— Begin —

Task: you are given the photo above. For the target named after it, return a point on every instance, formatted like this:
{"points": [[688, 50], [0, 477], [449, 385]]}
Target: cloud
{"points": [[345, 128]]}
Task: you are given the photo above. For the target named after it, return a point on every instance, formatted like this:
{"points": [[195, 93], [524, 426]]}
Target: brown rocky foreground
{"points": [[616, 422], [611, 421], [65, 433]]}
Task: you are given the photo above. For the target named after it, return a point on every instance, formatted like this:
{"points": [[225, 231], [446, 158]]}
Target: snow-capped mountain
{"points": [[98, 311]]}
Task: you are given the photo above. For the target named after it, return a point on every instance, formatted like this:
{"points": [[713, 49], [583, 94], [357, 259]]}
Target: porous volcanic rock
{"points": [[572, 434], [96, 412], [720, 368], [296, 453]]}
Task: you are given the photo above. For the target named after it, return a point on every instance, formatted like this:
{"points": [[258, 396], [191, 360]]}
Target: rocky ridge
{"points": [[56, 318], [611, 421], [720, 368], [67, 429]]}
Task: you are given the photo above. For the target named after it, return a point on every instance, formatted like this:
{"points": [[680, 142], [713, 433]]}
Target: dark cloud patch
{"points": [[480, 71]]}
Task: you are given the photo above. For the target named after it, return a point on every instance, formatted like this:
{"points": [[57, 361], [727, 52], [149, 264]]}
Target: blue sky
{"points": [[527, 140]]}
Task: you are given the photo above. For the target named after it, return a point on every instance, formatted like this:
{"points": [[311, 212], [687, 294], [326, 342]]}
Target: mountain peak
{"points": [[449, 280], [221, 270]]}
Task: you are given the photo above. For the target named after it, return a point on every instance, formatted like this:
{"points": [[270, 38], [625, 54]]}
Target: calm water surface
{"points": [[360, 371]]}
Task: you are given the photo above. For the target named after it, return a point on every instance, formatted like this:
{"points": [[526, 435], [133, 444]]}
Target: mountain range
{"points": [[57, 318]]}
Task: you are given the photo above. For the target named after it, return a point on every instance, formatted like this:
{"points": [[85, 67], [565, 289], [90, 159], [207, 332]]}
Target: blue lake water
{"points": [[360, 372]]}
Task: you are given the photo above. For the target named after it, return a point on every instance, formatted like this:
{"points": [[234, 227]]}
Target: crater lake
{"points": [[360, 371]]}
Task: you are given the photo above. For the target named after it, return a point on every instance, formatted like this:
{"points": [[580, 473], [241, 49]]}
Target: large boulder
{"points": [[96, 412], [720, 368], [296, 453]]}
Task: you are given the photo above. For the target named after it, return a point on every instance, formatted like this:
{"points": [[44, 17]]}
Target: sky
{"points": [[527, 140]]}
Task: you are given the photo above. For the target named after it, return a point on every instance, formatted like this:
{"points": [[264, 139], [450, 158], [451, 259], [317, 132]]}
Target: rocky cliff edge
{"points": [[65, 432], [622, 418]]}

— End —
— Begin —

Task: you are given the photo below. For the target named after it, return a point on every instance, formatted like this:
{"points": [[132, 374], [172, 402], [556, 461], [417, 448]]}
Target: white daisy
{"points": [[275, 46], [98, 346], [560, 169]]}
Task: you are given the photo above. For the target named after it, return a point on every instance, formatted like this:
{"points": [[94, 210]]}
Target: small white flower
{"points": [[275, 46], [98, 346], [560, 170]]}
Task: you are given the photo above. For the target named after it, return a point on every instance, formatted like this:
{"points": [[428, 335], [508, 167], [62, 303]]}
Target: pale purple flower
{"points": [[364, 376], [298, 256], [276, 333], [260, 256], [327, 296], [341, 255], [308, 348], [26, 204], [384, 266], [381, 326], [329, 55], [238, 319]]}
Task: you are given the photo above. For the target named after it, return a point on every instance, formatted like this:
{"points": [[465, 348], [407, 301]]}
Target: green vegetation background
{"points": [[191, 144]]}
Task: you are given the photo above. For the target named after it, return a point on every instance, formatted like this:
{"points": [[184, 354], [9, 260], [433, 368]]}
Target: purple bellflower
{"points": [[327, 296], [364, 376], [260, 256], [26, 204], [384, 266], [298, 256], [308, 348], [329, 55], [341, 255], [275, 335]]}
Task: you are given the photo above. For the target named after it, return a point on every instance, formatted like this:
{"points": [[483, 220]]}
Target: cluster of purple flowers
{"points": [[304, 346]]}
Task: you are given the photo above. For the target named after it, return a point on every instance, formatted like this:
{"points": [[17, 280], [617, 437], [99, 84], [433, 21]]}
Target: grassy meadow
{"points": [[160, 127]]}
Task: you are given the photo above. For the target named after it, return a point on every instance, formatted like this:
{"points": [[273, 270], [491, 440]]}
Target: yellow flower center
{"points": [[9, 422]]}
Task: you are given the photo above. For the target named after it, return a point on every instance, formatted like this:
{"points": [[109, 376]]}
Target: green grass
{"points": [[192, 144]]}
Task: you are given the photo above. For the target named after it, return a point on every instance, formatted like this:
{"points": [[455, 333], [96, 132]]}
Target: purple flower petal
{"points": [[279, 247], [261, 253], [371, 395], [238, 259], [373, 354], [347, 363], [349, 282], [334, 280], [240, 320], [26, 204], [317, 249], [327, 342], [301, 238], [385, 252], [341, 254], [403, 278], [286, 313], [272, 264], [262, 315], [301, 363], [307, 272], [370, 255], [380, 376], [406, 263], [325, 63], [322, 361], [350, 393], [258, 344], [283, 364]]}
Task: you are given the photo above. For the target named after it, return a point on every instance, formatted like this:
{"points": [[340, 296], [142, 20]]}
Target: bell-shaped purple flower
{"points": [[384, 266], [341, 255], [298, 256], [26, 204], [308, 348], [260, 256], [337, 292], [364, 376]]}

— End —
— Begin —

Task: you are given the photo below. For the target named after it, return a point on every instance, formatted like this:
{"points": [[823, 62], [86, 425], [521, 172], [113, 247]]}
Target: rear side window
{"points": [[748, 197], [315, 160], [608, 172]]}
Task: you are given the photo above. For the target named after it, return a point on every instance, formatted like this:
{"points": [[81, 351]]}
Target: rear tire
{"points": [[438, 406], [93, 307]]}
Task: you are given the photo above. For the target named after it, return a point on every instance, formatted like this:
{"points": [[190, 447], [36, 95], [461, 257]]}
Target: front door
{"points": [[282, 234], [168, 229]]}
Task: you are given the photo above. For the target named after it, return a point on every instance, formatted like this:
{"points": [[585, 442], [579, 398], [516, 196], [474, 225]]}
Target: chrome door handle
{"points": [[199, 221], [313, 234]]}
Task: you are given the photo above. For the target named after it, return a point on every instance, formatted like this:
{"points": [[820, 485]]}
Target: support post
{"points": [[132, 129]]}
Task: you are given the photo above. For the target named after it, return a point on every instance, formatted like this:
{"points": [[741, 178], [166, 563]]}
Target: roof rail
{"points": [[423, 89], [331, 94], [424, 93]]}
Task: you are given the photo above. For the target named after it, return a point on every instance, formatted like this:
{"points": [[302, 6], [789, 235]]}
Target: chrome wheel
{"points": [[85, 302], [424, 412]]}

— End —

Set task> Find every line in the items above that contains the word "cloud", and copy each of those lines.

The reply>
Target: cloud
Target: dark cloud patch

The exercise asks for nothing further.